任务说明 »
请根据下面的题解回答以下问题，每题一行：
1. 每棵树的价值指的是什么？
2. 添加一个点x进入时，1-x这条路径上的值要加上多少？
3. 题解最后用什么方法来维护？

给你一棵树,每个结点的颜色可能是\([l_i,r_i]\)任一颜色,求所有可能的树的树价值总和。每棵树的价值表示所有颜色相同的两点间的距离总和。

解法:

考虑每种颜色对答案的贡献
\(v[i]\)表示\(l_i\leq C\leq r_i , g_i=(r_i-l_i+1) , P=\prod\limits_{i=1}^n g_i\)
\(Ans_C = \sum\limits_{\substack{v[i]\wedge v[j]}} dis(i,j)*\prod\limits_{\substack{k\neq i\wedge k\neq j}} g_k\)
\(= \sum\limits_{\substack{v[i]\wedge v[j]}} dis(i,j)* \frac{P}{g_ig_j}\)
\(其中dis(i,j)=dep(i)+dep(j)-2dep(lca(i,j))\)
所以\(Anc_C=P*\sum\limits_{\substack{v[i]\wedge v[j]}} \frac{dep(i)+dep(j)-2dep(lca(i,j))}{g_ig_j}\)
\(=P*(\sum\limits_{\substack{v[i]}} \frac{dep(i)}{g_i}\sum\limits_{\substack{v[j]\wedge j\neq i}} \frac{1}{g_j}-2\sum\limits_{\substack{v[i]\wedge v[j]}} \frac{2dep(lca(i,j))}{g_ig_j})\)
前半段很好维护。对于后半段,添加一个点x进入,就将1-x这条路径上的值加上\(\frac{1}{g_x}\),而增加的答案是1-x这条路径原来的结点和乘上\(\frac{1}{g_x}\)

比如我们插入一个点3,将3到1的路径每个点加上\(\frac{1}{g_3}\),再插入一个点2,统计答案时就会加上1-2路径上的结点和,而这条路径上的结点和此时就是\(dep(lca(2,3))*\frac{1}{g_3}\)

删除同理,做的时候考虑减去1这个点的贡献,因为节点数=dep+1。这样用树链剖分加上数据结构维护就可以。

物体指向数据集摘录:
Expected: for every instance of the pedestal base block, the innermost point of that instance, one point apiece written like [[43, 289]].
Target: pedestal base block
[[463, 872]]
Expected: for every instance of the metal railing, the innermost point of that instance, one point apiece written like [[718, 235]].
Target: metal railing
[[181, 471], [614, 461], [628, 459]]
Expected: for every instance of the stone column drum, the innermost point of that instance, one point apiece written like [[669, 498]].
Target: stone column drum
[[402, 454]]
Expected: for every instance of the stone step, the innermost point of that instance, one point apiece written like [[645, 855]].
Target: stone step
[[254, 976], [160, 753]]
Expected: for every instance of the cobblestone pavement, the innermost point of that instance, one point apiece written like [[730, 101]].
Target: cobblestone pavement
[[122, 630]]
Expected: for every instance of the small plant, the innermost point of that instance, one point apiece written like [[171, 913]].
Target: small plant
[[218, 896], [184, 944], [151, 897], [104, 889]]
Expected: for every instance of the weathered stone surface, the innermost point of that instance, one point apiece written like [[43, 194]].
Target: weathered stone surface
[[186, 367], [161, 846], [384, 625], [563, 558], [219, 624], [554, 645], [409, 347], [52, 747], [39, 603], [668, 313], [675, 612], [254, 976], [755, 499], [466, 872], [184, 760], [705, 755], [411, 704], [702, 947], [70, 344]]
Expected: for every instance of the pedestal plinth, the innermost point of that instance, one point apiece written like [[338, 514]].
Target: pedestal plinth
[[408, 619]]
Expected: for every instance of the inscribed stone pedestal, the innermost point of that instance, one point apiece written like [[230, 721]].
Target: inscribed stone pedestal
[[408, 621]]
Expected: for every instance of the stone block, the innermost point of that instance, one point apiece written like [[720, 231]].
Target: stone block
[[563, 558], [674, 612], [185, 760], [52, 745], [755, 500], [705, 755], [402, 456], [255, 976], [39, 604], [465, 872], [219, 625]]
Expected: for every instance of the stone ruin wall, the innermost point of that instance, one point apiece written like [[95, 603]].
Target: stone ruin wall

参考答案 »
1. 所有颜色相同的两点间的距离总和。
2. 加上\(\frac{1}{g_x}\)。
3. 用树链剖分加上数据结构维护。